— Passage shown —
The basic Claus process for sub-stoichiometric combustion of hydrogen sulfide (H2S) to elemental sulfur follows the following reactions:

H2S  + 1 ½ O2 → SO2  +  H2O

2 H2S  +  SO2  → 2 H2O  +  3 S1

3 H2S  +  1 ½ O2  → 3 H2O  +  3 S

Figure 12 shows a typical process flow scheme of a 2-stage straight-through3 Claus sulfur recovery unit (SRU). Acid gas from the acid gas removal (AGR) process, along with overhead gases from sour water stripping and a small amount of recycle from the tail gas treating unit (not shown), are burned in the Claus furnace with sufficient air or oxygen to produce an overall gas mixture with the desired 2 to 1 stoichiometric ratio of H2S to sulfur dioxide (SO2) for conversion to sulfur and water. A substantial amount of sulfur (about 2/3 of the total sulfur recovered) is thermally formed directly in the furnace by the above reactions. As the hot furnace exhaust is cooled in the waste heat boiler (WHB), the gaseous sulfur is condensed and removed from the gases. Removal of the sulfur from the right sides of the reactions provides driving force for further conversion in the downstream catalytic reactor stages, which occur at increasingly lower temperatures, also favoring more complete conversion to sulfur. The gases are reheated and enter the first catalytic reactor, where about 75% conversion of the remaining gases takes place, followed by cooling, sulfur condensation and removal. Another stage or two follow to recover about 98% of the total sulfur. Reaction heat produced in the burner is recovered in the integrated WHB by generating medium pressure steam, used in both reheating for catalytic stages and outside use.

Sulfur products are cooled and condensed, generating low pressure steam. Condensed sulfur product is stored in an underground molten sulfur pit, where it is later pumped to truck loading for shipment. Claus tail gas from the last stage sulfur condenser is sent to a tail gas treatment unit to remove unconverted H2S, SO2, and carbonyl sulfide (COS) before disposal.

— Available data —

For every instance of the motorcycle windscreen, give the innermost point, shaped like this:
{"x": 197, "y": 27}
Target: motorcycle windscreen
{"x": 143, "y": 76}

— Problems —
[1] Translate this sentence from the Claus process passage into Spanish: "Condensed sulfur product is stored in an underground molten sulfur pit, where it is later pumped to truck loading for shipment."
[2] Based on the Claus process passage, explain why condensing and removing sulfur from the gases helps the downstream catalytic stages convert more of the remaining gas to sulfur.
The data come from a separate source and are unrelated to the Claus process passage.

— Expected outputs —
[1] El producto de azufre condensado se almacena en un foso subterráneo de azufre fundido, desde donde posteriormente se bombea a la zona de carga de camiones para su envío.

[2] Taking sulfur out of the gases removes it from the right sides of the reactions, which provides a driving force for further conversion in the downstream catalytic reactors. Those stages also run at increasingly lower temperatures, which favors more complete conversion to sulfur.